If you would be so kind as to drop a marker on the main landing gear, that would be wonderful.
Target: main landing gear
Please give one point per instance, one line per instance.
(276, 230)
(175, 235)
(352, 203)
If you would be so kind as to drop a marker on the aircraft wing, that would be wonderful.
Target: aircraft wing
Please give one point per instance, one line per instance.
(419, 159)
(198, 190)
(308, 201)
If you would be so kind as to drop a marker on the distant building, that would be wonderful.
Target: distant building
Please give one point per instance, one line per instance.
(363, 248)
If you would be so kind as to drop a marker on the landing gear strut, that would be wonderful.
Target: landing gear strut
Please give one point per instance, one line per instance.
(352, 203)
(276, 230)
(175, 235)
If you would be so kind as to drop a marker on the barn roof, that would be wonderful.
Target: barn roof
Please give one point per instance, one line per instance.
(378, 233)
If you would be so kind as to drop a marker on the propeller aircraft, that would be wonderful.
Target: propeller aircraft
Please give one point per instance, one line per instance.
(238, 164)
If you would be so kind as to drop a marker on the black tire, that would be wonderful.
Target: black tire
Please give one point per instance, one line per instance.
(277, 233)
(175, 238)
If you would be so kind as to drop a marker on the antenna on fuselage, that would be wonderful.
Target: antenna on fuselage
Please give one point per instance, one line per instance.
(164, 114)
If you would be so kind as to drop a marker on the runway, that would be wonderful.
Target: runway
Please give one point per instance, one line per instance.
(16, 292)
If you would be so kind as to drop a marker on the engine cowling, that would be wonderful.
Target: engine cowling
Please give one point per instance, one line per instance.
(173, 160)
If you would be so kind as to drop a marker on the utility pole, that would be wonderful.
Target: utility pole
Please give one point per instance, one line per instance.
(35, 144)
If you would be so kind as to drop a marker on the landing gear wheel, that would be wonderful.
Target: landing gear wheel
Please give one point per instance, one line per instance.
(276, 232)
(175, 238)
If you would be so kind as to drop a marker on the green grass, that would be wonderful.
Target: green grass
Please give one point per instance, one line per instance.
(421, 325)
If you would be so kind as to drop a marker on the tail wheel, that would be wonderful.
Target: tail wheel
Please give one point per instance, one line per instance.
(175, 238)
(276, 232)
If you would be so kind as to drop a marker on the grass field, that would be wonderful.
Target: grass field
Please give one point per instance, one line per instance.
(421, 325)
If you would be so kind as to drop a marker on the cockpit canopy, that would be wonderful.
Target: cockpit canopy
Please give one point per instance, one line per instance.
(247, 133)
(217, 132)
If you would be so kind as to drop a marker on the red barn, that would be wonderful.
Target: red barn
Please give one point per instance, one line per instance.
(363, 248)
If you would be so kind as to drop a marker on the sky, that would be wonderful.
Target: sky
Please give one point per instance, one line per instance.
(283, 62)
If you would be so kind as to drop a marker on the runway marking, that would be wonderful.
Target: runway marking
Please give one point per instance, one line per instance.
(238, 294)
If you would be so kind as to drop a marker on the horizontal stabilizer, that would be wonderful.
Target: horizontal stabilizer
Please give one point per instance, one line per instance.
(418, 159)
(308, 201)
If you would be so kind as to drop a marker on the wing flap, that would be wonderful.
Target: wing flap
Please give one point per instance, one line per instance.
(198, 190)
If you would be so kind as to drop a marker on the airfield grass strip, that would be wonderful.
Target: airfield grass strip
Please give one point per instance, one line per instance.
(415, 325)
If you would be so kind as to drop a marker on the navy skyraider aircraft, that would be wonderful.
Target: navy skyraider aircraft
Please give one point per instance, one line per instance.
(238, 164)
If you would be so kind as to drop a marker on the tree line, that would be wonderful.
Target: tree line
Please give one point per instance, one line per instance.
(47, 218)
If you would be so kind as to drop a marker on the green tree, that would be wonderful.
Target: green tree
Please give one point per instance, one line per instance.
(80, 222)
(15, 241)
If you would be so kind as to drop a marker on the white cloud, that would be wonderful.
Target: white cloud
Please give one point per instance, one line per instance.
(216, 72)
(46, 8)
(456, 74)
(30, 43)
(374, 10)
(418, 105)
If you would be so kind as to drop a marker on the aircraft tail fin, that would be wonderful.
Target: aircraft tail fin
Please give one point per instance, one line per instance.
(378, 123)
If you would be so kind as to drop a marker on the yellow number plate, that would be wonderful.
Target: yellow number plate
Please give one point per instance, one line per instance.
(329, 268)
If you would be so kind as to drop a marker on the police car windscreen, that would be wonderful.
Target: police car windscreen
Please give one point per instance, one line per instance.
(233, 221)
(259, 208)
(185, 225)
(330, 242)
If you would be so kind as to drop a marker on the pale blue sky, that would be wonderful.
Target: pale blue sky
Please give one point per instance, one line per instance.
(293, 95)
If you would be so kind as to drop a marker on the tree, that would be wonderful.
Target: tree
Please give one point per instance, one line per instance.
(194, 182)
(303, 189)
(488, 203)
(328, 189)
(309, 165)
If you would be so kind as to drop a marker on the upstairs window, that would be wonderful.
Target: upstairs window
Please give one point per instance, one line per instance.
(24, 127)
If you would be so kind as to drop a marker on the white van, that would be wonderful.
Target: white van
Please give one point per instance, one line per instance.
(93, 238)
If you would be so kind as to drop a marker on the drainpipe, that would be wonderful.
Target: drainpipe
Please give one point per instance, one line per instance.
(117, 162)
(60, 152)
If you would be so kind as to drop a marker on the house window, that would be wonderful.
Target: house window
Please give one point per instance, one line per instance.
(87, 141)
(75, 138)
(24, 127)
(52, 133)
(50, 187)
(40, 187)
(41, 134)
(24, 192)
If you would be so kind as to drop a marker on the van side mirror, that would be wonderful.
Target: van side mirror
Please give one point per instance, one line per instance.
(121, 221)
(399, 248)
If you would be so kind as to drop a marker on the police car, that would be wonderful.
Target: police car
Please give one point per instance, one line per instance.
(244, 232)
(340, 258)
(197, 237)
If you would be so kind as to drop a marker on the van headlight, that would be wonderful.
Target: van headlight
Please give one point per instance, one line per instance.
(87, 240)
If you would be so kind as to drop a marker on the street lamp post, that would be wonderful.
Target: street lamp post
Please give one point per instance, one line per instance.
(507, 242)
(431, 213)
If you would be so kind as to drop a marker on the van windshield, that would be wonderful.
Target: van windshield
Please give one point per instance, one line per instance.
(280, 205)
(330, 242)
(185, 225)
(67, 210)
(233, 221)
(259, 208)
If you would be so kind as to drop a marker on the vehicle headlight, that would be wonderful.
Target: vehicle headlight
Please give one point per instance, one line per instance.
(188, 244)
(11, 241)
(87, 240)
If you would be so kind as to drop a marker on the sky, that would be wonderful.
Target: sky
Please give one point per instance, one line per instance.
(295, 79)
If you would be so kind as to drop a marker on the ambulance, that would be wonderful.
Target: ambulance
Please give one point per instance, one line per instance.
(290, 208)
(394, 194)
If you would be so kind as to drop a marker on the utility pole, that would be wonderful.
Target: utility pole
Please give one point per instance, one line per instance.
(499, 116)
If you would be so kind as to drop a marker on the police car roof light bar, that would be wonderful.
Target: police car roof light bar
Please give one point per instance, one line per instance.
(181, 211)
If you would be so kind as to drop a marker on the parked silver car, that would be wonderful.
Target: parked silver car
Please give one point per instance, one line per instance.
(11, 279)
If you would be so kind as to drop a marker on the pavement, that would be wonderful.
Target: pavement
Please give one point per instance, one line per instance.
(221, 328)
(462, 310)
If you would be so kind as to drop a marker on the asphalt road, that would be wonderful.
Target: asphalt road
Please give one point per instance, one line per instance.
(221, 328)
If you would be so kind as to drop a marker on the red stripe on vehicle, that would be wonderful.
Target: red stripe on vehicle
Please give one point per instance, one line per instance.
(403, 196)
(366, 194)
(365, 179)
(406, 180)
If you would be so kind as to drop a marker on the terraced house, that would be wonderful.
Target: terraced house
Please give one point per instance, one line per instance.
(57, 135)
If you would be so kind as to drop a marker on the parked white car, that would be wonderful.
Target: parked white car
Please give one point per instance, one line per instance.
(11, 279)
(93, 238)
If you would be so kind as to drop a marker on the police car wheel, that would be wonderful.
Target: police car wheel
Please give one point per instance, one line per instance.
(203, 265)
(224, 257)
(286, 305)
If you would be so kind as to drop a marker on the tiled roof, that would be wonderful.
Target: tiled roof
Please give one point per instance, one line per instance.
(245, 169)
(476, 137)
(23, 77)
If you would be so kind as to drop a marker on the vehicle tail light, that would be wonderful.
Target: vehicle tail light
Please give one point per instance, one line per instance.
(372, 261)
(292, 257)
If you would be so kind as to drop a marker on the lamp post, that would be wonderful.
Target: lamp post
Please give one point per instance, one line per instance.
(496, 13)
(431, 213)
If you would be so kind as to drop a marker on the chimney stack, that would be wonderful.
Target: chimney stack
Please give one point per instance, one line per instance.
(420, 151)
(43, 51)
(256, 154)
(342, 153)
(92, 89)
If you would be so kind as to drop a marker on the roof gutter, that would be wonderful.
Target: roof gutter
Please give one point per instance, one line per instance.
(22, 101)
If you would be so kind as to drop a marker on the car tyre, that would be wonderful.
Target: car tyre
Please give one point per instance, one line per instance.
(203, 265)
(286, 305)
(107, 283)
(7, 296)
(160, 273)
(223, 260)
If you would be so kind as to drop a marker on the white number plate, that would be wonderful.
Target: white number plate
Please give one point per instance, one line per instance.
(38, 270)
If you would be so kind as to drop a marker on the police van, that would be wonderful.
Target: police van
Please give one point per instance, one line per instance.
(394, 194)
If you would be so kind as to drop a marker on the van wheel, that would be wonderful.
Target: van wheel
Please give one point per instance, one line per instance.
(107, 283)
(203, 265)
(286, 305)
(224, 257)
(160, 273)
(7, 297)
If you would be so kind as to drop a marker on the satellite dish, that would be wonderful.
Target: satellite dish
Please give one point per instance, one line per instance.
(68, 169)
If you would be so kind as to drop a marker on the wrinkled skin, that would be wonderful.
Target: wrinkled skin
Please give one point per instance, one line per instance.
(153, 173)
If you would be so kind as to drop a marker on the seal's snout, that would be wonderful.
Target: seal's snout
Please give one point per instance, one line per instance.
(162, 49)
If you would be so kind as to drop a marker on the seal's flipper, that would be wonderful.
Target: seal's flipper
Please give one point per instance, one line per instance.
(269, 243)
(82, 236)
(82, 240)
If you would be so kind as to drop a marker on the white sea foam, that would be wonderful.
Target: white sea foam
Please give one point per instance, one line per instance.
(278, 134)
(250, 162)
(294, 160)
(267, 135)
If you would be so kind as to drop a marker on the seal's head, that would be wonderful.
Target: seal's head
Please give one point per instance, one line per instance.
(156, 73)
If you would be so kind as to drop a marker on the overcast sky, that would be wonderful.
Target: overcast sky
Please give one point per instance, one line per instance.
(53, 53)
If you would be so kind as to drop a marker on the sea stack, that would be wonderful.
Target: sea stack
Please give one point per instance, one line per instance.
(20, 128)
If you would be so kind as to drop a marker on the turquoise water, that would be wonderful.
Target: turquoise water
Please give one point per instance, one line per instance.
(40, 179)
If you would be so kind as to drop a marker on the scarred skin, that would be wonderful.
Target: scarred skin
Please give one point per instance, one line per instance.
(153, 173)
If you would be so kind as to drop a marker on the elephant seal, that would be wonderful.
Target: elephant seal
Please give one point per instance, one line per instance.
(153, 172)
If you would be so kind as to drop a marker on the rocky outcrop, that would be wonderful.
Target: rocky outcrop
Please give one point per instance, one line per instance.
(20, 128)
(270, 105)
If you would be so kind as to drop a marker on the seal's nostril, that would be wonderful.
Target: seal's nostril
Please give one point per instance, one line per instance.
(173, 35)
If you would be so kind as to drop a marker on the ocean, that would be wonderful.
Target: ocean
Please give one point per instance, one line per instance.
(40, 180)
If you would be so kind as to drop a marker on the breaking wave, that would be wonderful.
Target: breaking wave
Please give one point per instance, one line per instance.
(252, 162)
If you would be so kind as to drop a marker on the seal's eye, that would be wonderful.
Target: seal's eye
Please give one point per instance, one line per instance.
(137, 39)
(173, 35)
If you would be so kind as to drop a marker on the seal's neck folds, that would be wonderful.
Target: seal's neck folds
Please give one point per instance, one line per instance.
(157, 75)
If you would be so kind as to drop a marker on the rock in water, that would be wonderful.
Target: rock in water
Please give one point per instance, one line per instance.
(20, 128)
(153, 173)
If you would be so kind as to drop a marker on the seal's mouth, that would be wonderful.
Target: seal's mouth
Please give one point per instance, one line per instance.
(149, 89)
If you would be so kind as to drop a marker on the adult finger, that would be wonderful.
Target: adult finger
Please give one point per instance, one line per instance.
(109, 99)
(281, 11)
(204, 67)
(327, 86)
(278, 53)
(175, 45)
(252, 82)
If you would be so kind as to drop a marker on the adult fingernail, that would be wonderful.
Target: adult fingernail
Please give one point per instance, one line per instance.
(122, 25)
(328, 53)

### EXERCISE INSTRUCTIONS
Would you copy out exactly the lines above that start at the one containing "strip, that would be wonderful." and end at the one containing "blue sky, that would be wonderful.", inclusive?

### RESULT
If you would be so kind as to drop a marker on the airfield grass strip, that would be wonderful.
Target: airfield grass strip
Please give one point per instance, one line per instance.
(415, 325)
If you would be so kind as to drop a marker on the navy skyraider aircraft, that would be wonderful.
Target: navy skyraider aircraft
Please give one point per instance, one line per instance.
(238, 164)
If you would be so kind as to drop a marker on the tree line, that would be wonderful.
Target: tree line
Please give one point per instance, one line per instance.
(47, 218)
If you would be so kind as to drop a marker on the green tree, that would be wonderful.
Target: green tree
Please give one point per instance, one line per instance.
(80, 222)
(15, 241)
If you would be so kind as to drop a marker on the white cloud, that would be wonderful.
Target: white cloud
Please give one point per instance, one line per instance.
(216, 72)
(46, 8)
(456, 74)
(30, 43)
(374, 10)
(418, 105)
If you would be so kind as to drop a marker on the aircraft tail fin, that would be wonderful.
Target: aircraft tail fin
Please give one point per instance, one line per instance.
(378, 123)
If you would be so kind as to drop a marker on the yellow number plate, that would be wonderful.
Target: yellow number plate
Please give one point per instance, one line per instance.
(329, 268)
If you would be so kind as to drop a marker on the police car windscreen, that would be wonderful.
Target: police car windscreen
Please give one point per instance, one line per instance.
(233, 221)
(259, 208)
(185, 225)
(330, 242)
If you would be so kind as to drop a marker on the pale blue sky, that would be wonderful.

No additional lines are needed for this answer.